Objectif de l'exercice:
Extrayez mot pour mot de l'article sur Renaud au Zénith le passage qui commence à « 10 octobre 1988 » et se termine à « plus à Brassens. ».

Extrait du texte:
__________________________________________________

10 octobre 1988
A partir de mardi au Zénith
« Visage pâle attaquer Zénith » : c’est le slogan choisi par Renaud pour faire sa rentrée parisienne à partir de mardi soir. Sans sa panoplie habituelle – jeans, blouson noir et foulard rouge – mais le visage effectivement pâle, le cheveu toujours long, blond et raide, le barbe clairsemée, la mine espiègle et l’air toujours aussi titi. Le chanteur énervant, le neveu médiatique du tonton-président François Mitterrand n’a pas du tout l’intention de déterrer la hache de guerre, mais plutôt de s’installer tranquillement dans ses meubles, pardon son décor : un arbre géant, sur les branches duquel se trouvent ses musiciens, des rangées de coquelicots. une vraie pelouse et un banc public qui aurait plus à Brassens.
Un peu de verdure et d’oxygène, voilà de quoi mettre à l’aise cet apache hexagonal pour affûter ses flèches, évoluer sans cesse entre tendresse et vacherie, humour et insolence. Le tout avec un répertoire de chansons anciennes et nouvelles, où toujours dans un style aussi direct, percutant, il continue, guitare en bandoulière, de brocarder tout son monde, de balancer ses coups de cœur et ses coups de griffes, avec la spontanéité, l’espièglerie d’un môme qui adore faire des bêtises et choquer les bonnes âmes.
Avec aussi les mots choisis du côté de San Antonio, qui ne tarit pas d’éloges sur ce franc-tireur de la chanson française : « un super-champion, un infini pas con. le prince du pavé ». De quoi faire rougir Renaud le persifleur, qui continue de couper sa France en deux et avoue malicieusement : « J’aime me choquer moi-même. L’écriture me défoule, c’est le seul moment en dehors delà scène où je peux dire tout ce que j’ai sur le cœur. »

__________________________________________________

Entrées de segmentation d'images:

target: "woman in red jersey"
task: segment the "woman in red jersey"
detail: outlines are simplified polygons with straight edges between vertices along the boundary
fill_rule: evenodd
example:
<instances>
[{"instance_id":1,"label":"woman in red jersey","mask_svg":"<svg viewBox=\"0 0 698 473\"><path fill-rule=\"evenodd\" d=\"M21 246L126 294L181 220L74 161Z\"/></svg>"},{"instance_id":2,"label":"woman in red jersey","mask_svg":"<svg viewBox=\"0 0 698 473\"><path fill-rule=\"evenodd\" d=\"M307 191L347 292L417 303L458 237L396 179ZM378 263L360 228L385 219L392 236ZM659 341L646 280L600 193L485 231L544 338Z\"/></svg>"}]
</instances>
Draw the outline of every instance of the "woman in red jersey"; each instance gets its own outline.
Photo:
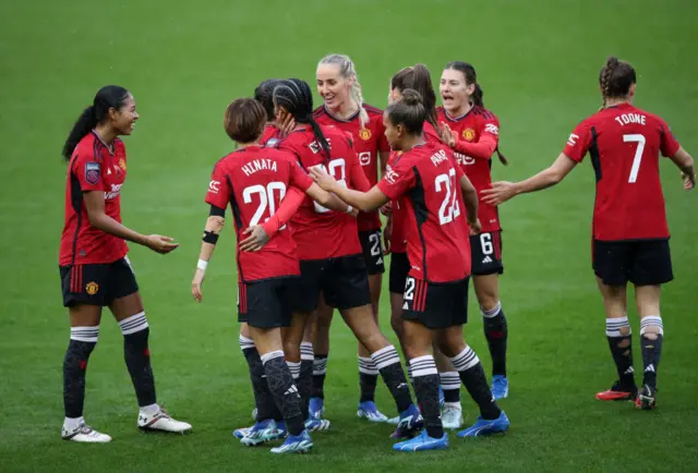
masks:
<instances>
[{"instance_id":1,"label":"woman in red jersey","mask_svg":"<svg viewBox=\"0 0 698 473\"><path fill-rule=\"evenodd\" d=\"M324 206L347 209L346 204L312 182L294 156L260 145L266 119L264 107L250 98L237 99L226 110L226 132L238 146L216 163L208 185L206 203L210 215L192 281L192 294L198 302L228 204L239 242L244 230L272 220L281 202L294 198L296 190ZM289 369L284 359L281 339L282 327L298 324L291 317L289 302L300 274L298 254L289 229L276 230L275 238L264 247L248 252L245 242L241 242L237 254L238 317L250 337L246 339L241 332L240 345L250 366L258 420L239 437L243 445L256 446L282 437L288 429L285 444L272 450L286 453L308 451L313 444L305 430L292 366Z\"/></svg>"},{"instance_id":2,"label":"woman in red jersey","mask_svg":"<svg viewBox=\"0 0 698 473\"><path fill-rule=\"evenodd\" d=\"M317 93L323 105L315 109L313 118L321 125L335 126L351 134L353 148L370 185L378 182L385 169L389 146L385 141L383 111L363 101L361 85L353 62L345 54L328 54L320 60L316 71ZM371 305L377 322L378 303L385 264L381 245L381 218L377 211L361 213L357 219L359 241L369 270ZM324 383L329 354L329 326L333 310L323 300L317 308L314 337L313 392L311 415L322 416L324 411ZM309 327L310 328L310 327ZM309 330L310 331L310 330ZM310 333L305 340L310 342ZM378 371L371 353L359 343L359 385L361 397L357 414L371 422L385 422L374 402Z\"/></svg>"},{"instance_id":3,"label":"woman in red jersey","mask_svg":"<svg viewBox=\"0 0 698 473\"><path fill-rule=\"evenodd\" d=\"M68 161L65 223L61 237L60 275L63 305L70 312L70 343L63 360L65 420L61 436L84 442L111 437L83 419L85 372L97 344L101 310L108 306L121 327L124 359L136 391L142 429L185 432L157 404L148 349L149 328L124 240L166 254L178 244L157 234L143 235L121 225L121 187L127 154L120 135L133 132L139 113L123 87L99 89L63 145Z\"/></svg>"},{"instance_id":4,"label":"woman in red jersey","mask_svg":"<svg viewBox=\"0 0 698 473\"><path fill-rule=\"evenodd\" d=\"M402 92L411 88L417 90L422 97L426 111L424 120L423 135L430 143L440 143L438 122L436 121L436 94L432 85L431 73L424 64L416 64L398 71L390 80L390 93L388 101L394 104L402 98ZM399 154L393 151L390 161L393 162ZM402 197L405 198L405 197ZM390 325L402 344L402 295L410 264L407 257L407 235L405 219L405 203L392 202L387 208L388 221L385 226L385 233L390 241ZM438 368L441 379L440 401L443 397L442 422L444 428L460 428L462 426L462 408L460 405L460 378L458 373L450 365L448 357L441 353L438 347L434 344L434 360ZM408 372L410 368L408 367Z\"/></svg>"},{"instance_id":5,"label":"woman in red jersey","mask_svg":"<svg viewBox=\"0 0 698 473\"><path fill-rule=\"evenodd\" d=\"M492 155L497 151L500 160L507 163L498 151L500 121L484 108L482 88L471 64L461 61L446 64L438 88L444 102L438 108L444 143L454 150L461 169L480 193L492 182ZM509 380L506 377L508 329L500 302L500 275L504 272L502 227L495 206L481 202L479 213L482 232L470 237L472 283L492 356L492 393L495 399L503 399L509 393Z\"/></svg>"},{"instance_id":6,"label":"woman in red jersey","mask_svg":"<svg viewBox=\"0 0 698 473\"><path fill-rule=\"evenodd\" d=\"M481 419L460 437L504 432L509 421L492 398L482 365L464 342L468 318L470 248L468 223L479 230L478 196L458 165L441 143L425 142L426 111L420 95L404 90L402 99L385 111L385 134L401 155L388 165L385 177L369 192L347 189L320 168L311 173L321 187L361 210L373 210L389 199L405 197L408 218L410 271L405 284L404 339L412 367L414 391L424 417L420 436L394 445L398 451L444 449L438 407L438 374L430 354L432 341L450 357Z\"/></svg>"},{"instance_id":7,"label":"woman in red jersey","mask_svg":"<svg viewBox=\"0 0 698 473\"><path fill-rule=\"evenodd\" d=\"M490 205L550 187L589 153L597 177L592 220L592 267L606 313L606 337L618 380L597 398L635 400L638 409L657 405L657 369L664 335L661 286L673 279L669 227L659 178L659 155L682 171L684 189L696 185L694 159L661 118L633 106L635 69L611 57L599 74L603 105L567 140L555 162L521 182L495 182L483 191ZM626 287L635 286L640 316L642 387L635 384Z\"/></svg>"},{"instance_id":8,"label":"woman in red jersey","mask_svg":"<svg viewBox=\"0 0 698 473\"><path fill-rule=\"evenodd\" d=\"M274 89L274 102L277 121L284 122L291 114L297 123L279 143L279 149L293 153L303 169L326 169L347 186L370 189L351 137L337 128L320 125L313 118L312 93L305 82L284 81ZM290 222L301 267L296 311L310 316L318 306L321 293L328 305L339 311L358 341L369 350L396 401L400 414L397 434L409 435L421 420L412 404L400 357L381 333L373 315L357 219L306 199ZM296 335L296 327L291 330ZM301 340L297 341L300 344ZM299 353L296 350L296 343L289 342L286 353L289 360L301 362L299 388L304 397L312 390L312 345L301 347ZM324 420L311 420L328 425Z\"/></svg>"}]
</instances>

__________________________________________________

Résultat obtenu:
10 octobre 1988
A partir de mardi au Zénith
« Visage pâle attaquer Zénith » : c’est le slogan choisi par Renaud pour faire sa rentrée parisienne à partir de mardi soir. Sans sa panoplie habituelle – jeans, blouson noir et foulard rouge – mais le visage effectivement pâle, le cheveu toujours long, blond et raide, le barbe clairsemée, la mine espiègle et l’air toujours aussi titi. Le chanteur énervant, le neveu médiatique du tonton-président François Mitterrand n’a pas du tout l’intention de déterrer la hache de guerre, mais plutôt de s’installer tranquillement dans ses meubles, pardon son décor : un arbre géant, sur les branches duquel se trouvent ses musiciens, des rangées de coquelicots. une vraie pelouse et un banc public qui aurait plus à Brassens.